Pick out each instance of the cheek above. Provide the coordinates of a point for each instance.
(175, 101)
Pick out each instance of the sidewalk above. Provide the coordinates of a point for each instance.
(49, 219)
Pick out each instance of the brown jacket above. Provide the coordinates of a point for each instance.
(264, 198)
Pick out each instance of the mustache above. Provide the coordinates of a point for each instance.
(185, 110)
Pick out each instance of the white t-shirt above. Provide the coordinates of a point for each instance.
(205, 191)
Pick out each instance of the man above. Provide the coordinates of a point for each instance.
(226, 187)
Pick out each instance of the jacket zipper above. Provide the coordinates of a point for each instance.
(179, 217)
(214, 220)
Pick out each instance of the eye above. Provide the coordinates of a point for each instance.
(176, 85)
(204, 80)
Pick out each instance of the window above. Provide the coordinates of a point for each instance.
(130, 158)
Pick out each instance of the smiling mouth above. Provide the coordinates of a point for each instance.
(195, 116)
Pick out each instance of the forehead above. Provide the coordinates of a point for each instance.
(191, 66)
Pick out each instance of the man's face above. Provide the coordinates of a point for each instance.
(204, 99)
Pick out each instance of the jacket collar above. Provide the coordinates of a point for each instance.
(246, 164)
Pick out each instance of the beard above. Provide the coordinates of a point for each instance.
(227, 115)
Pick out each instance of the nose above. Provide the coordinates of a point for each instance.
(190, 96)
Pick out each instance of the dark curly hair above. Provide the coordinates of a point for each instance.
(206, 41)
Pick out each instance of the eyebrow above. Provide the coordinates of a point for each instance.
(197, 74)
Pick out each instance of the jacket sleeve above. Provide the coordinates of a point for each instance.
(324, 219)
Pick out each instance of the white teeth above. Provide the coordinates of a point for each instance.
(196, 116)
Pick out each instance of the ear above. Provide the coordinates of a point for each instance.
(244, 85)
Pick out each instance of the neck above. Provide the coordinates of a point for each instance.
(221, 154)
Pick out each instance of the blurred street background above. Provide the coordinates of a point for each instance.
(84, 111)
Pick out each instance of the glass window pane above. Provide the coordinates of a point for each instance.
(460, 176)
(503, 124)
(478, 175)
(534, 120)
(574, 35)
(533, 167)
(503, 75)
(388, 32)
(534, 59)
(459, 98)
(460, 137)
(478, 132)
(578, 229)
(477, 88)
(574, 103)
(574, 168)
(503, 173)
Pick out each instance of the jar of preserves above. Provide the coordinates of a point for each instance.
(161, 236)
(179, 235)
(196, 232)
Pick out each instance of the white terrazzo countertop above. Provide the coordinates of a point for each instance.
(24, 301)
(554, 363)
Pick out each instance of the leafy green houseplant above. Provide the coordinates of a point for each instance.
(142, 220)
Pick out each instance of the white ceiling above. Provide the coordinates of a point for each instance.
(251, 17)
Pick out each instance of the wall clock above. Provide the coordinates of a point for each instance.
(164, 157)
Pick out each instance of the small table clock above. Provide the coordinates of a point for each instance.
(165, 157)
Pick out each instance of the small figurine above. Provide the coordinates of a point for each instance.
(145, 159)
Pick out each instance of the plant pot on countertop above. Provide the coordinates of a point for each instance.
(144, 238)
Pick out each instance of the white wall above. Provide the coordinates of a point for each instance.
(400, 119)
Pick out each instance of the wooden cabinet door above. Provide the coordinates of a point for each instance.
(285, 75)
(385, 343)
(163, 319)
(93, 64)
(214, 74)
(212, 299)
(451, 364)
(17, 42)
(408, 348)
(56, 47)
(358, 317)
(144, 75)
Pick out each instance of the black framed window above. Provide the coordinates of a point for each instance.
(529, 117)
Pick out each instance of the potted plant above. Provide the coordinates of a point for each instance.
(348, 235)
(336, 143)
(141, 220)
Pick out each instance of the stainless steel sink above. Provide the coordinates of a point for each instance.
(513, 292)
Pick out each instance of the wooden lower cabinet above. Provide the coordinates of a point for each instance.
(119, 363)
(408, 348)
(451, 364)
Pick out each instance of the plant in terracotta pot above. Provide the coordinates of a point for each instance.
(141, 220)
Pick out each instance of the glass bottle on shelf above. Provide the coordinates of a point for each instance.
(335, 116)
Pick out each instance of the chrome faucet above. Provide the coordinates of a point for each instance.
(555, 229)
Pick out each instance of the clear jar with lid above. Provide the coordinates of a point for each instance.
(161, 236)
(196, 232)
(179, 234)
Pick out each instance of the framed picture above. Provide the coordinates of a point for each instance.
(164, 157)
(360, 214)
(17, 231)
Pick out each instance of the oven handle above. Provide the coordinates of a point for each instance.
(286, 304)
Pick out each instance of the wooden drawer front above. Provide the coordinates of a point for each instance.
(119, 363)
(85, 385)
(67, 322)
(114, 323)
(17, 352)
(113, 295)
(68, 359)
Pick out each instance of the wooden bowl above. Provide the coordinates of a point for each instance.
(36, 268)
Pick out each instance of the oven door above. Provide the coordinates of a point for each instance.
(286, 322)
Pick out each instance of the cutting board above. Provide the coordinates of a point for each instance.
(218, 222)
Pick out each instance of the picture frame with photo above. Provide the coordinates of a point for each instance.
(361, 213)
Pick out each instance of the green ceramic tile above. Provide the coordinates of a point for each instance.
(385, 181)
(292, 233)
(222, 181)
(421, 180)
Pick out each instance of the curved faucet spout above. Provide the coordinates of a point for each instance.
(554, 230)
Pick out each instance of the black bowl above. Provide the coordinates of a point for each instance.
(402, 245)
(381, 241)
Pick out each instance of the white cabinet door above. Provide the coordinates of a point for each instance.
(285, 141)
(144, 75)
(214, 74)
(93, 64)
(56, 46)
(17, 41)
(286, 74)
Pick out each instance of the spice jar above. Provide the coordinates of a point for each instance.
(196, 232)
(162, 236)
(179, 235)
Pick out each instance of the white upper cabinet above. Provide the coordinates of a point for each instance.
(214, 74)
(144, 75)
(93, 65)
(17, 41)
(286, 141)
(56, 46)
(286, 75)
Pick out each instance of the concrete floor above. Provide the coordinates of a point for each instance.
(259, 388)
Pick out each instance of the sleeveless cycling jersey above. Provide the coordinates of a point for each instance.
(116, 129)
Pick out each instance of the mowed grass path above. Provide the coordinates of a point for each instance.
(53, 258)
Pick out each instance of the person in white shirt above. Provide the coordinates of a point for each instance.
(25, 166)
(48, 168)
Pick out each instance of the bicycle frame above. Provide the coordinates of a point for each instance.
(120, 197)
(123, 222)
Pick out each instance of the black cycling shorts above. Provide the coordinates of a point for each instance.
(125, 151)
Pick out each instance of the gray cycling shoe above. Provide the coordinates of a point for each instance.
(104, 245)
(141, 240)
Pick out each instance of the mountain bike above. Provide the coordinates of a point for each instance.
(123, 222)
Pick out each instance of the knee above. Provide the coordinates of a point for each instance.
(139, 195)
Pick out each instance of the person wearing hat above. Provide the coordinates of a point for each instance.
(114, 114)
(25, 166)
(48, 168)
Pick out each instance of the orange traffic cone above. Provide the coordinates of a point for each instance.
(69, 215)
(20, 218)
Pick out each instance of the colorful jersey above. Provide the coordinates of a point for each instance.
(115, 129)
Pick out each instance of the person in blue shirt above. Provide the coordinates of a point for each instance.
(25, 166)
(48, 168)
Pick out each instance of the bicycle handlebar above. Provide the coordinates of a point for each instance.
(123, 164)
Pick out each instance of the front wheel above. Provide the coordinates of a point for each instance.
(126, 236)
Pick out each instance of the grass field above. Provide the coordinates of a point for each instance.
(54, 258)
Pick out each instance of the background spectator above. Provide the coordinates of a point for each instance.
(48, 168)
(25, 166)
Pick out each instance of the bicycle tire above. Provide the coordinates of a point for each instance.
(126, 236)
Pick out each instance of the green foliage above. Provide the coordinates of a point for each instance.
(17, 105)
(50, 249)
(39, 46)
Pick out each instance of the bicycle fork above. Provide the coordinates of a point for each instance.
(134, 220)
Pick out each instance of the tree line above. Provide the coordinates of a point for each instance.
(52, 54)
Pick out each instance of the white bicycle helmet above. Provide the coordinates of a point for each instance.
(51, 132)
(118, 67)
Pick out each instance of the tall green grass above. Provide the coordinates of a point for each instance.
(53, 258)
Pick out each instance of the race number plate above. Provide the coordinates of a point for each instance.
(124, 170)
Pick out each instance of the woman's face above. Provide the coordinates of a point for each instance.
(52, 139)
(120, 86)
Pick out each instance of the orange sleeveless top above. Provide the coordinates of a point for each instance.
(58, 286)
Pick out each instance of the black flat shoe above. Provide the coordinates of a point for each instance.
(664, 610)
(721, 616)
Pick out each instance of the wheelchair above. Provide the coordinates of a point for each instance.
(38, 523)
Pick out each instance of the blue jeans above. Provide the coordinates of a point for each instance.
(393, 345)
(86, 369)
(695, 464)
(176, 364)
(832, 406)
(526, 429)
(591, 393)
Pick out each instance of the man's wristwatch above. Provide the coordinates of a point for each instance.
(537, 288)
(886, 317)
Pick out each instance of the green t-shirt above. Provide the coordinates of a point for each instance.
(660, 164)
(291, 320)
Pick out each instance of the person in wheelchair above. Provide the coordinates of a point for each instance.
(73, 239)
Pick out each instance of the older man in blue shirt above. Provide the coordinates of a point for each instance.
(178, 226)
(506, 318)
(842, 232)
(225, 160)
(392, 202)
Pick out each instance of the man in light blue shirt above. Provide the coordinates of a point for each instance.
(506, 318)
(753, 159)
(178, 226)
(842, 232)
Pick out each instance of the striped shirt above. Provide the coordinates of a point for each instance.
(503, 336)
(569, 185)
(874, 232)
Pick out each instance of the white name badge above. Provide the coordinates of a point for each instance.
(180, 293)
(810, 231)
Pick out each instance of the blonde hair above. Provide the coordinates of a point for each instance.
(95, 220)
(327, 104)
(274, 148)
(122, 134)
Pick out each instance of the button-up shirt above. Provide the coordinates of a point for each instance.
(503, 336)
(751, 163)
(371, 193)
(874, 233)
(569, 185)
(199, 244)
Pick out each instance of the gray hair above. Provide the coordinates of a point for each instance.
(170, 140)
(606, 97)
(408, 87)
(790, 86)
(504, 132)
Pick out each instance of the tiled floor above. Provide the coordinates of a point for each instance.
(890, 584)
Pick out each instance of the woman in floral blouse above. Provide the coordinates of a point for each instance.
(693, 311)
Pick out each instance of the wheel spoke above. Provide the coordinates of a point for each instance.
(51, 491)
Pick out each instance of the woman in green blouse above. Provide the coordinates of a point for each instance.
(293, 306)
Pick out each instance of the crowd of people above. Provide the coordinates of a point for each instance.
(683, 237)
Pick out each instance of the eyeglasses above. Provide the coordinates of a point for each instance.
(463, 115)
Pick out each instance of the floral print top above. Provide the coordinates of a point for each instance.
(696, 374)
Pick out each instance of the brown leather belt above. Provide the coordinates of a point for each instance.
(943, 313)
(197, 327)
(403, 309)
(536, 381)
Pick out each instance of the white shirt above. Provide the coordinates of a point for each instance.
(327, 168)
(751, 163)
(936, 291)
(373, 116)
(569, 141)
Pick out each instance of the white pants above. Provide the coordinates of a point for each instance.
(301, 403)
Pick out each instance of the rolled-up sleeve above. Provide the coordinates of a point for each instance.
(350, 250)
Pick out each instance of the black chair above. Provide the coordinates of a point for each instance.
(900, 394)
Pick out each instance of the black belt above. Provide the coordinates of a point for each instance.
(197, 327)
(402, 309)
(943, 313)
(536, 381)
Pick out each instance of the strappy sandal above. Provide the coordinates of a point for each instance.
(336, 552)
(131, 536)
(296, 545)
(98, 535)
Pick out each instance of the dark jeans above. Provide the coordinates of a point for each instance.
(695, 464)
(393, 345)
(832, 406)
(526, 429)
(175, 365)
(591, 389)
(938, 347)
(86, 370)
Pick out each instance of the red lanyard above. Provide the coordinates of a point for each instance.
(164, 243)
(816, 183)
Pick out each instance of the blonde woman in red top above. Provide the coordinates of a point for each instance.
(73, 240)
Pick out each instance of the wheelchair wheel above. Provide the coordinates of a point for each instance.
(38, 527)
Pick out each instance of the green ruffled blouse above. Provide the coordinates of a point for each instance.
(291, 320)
# # #
### What you will do:
Transcribe only the trailing portion of the entries above: the line that contains "Pick out each instance of the white pants" and each line after it.

### Exercise result:
Pick out each instance of the white pants above. Provide the coordinates of a point for each instance.
(301, 403)
Pick out each instance of the rolled-up sleeve above. Provide the coordinates of a point for each instance.
(350, 250)
Pick out each instance of the black chair above. Provide the coordinates of a point for each instance.
(900, 394)
Pick out each instance of the black belt above. Provide the coordinates of a point for each instance.
(197, 327)
(402, 309)
(943, 313)
(536, 381)
Pick out each instance of the strappy sandal above. Provide the coordinates of a point for each instance.
(336, 552)
(131, 536)
(296, 545)
(98, 535)
Pick out each instance of the dark jeans above. Provide the coordinates of a point for each instance.
(695, 464)
(393, 345)
(832, 406)
(526, 429)
(175, 365)
(591, 389)
(938, 347)
(86, 370)
Pick out each instance of the red lanyard above. Provide the coordinates of a point for each instance.
(164, 243)
(816, 183)
Pick out each instance of the blonde woman in red top above. Provide the coordinates of a point for each instance.
(73, 240)
Pick out each instance of the wheelchair wheel above. Provide the coordinates of a point for each instance.
(38, 527)
Pick out each instance of the green ruffled blouse above. Provide the coordinates of a point for each instance.
(291, 320)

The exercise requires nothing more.